Description of the task »
Reproduce, without any change, the stretch of lines below from the one containing "Drop one marker on each instance of the grey" through the one containing "[[181, 125], [415, 185]]". Give only those lines.

Data entries »
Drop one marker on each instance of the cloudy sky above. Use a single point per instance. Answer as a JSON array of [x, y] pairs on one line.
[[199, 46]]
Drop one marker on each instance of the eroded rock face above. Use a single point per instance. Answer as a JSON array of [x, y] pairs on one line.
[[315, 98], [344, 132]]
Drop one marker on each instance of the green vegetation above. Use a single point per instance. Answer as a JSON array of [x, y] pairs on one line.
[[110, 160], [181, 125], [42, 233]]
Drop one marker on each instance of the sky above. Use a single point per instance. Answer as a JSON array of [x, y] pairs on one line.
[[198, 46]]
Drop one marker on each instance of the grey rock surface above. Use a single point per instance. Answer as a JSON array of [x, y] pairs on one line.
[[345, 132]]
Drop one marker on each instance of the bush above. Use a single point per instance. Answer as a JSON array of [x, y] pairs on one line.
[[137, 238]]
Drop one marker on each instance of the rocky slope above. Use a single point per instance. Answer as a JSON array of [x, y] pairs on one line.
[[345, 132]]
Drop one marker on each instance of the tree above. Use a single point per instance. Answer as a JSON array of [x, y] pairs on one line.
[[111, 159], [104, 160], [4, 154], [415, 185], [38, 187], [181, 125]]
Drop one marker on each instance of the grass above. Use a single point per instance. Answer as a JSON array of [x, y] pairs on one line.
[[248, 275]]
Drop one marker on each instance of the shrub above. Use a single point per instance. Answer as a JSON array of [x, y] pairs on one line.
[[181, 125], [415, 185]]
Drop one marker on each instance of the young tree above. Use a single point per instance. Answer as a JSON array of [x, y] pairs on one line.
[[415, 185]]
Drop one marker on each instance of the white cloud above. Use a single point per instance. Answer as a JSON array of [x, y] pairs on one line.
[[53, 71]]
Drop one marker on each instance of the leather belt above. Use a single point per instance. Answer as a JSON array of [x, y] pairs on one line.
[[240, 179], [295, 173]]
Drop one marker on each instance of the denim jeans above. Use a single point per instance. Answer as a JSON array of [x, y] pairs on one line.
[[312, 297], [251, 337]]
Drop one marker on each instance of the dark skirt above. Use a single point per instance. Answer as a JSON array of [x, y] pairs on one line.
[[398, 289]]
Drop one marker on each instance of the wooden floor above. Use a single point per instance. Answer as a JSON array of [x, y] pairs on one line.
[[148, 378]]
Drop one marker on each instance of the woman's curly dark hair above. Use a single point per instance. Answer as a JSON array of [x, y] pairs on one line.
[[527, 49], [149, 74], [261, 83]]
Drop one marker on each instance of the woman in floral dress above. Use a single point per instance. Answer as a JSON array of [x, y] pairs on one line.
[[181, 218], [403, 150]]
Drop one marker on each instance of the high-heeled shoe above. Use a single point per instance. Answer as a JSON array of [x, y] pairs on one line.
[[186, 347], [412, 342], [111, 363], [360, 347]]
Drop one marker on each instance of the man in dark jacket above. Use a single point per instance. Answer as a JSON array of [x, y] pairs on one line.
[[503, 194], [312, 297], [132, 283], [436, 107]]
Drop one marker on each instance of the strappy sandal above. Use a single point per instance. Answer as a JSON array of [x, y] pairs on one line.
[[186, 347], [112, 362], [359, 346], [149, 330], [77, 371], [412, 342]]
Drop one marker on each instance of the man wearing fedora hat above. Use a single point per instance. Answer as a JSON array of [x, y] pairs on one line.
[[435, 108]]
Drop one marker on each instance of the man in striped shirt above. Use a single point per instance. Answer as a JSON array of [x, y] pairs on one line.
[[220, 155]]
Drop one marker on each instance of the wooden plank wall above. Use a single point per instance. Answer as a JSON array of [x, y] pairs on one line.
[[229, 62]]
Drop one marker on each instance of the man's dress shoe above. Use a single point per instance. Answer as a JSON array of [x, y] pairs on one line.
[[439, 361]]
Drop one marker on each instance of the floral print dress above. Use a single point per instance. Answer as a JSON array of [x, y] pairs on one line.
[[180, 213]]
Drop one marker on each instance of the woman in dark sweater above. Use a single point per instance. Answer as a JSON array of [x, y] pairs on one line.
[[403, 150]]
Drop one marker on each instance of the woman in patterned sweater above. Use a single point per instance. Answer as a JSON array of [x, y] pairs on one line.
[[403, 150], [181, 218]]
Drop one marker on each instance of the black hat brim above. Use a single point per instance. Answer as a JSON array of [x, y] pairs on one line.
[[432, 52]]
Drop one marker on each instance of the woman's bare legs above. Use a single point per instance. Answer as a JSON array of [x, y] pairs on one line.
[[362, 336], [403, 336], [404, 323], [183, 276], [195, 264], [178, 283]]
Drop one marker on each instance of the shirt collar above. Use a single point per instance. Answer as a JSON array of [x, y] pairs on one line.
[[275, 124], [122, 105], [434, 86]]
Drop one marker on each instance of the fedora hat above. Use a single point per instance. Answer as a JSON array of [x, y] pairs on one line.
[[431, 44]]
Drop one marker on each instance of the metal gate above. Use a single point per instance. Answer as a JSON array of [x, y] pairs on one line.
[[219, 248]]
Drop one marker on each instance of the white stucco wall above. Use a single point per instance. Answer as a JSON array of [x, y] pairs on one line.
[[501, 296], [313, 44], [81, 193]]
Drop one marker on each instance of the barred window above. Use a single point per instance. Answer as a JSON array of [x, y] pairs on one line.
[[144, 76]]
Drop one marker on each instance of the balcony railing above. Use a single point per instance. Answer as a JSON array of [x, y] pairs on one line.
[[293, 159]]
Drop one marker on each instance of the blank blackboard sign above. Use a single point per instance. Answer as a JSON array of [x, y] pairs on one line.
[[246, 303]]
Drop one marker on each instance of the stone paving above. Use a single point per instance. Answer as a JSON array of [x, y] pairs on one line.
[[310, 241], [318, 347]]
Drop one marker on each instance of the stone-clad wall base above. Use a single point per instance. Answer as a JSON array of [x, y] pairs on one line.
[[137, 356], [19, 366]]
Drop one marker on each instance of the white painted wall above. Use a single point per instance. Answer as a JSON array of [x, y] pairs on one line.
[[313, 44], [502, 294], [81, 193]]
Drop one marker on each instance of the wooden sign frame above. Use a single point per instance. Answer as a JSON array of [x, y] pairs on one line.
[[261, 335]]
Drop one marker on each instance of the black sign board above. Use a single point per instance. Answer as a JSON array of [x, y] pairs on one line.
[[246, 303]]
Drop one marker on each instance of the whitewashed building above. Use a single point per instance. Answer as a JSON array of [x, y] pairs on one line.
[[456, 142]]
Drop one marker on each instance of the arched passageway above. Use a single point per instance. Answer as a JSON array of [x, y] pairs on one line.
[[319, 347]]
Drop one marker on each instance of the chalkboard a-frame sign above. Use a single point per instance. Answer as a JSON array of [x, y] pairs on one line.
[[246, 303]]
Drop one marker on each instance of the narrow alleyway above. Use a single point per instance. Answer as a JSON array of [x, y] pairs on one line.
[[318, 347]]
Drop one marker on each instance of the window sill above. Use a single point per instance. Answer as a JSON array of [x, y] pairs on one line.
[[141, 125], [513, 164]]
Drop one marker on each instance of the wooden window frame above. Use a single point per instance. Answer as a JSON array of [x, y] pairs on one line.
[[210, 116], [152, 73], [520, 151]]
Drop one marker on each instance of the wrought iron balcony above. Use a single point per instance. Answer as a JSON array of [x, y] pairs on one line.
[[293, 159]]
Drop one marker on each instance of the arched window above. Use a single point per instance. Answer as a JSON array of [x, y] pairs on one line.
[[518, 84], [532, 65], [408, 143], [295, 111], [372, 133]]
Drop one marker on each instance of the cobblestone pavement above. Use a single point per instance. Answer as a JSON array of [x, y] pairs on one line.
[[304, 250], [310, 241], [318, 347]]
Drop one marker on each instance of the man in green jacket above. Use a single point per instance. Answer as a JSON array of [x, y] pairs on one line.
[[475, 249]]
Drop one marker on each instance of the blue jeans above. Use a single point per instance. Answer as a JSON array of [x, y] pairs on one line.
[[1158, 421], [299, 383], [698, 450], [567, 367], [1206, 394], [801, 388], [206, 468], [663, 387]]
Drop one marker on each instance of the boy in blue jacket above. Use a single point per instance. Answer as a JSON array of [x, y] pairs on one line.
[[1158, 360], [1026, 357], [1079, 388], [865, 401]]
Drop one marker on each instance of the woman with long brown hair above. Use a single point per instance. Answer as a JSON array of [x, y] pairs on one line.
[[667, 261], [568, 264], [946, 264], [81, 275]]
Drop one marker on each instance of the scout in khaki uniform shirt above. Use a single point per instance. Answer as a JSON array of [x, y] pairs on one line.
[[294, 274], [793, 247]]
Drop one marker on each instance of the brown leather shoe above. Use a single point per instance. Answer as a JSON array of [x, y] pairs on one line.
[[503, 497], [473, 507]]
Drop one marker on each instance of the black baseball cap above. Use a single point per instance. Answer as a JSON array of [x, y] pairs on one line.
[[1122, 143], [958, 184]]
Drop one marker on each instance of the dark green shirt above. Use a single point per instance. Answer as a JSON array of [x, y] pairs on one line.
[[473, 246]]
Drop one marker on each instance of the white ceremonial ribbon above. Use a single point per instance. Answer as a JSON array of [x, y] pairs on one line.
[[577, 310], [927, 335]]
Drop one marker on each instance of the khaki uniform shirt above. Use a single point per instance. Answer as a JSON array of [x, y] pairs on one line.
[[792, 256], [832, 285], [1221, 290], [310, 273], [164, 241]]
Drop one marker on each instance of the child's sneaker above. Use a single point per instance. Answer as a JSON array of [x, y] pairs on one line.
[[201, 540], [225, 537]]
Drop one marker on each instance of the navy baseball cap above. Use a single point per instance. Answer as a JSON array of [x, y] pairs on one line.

Written solution »
Drop one marker on each instance of the grey rock surface above. Use a single point per instance. Answer as a JSON array of [x, y] pairs on one line.
[[345, 132]]
Drop one marker on each instance of the bush above. Use a single point per instance. Answer as a JSON array of [x, y] pairs on one line.
[[137, 238]]
Drop one marker on each instance of the rocky slope above. Use a single point per instance. Answer as a JSON array of [x, y] pairs on one line.
[[345, 132]]
Drop one marker on each instance of the tree above. Use a single point per instance. Answer as a JSON array of [x, y] pairs on one line.
[[111, 159], [104, 160], [4, 154], [415, 185], [38, 187], [181, 125]]
Drop one marker on each instance of the grass above. Use a single point per instance. Answer as a JSON array of [x, y] pairs on one line.
[[248, 275]]
Drop one marker on each instance of the shrub above. Use a single point per instance. Answer as a JSON array of [x, y] pairs on one line.
[[181, 125], [415, 185]]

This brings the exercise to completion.